— Dataset excerpt —
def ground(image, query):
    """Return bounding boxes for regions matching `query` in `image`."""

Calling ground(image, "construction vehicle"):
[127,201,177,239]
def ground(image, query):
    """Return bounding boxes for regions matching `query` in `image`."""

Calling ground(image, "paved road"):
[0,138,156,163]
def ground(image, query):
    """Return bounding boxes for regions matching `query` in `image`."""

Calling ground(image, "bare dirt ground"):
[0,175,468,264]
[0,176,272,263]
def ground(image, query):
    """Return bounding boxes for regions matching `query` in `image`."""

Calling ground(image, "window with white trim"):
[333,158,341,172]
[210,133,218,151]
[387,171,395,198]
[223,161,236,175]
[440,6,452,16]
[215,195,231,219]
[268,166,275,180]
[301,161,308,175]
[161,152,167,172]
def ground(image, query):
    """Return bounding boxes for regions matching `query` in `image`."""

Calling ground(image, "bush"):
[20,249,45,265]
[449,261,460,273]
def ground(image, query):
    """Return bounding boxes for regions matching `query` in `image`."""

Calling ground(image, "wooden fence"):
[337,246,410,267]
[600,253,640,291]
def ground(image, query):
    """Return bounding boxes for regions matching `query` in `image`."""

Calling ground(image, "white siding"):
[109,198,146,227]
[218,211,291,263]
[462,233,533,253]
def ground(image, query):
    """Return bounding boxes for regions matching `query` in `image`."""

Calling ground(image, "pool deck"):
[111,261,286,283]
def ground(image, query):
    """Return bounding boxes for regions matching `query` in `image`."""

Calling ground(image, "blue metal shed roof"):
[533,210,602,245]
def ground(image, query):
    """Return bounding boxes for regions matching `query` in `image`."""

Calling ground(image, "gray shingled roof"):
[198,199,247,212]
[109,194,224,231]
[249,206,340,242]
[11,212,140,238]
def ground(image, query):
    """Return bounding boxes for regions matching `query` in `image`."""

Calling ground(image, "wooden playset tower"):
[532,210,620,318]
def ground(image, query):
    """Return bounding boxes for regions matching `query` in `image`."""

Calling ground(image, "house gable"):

— Job —
Rewrite the lines from the start of the dataset excerpt up to and including the line with "[532,210,620,318]", putting "timber" in place of "wooden" and leaving everything else unchanged.

— Finished exercise —
def ground(image, query):
    """Return bounding boxes for regions matching `query` in `image`."""

Calling ground(image, "construction vehicle"):
[127,201,177,239]
def ground(image, query):
    """Return bounding boxes for regions matching `query` in `image`."""

Calling ground(image, "paved road"):
[0,138,156,163]
def ground(image, query):
    """Return bounding boxes for regions matching `query` in `image`."""

Calling ground(image, "bare dirt ground"):
[0,175,468,264]
[0,176,272,263]
def ground(image, query):
    """Return bounding boxes for regions matching `query` in `image`."""

Calling ground(image, "window with white trim"):
[333,158,341,172]
[210,133,218,151]
[387,171,395,198]
[223,161,236,175]
[440,6,452,16]
[215,195,231,219]
[268,166,275,180]
[301,161,308,175]
[161,152,167,172]
def ground(image, query):
    """Return bounding boxes for regions matching `query` in `image`."""

Calling ground(image, "bush"):
[20,249,45,265]
[449,261,460,273]
def ground(image, query):
    """Return bounding boxes for regions matching `query` in `image`."""

Calling ground(image, "timber fence"):
[337,246,410,267]
[600,253,640,291]
def ground(image, query):
    """Return bounding boxes for regions matching `query` in `image`."""

Calling ground(image, "white siding"):
[109,198,146,227]
[218,211,291,263]
[462,233,533,253]
def ground(image, query):
    """Return bounding boxes for regions matching `query` in `image`."""

Calling ground(image, "pool deck"):
[111,261,286,283]
def ground(image, query):
    """Return bounding boxes for regions matching `query` in `image`."""

Calling ground(image, "blue metal shed roof"):
[533,210,602,245]
def ground(image, query):
    """Return bounding boxes for regions matching `query` in `image`."""

Calling ground(image, "gray shingled roof"):
[198,199,247,212]
[109,194,224,231]
[249,206,340,242]
[11,212,140,238]
def ground(image, query):
    """Return bounding boxes for regions matching `query` in `image`."""

Calling ground(image, "timber playset tower"):
[532,210,620,318]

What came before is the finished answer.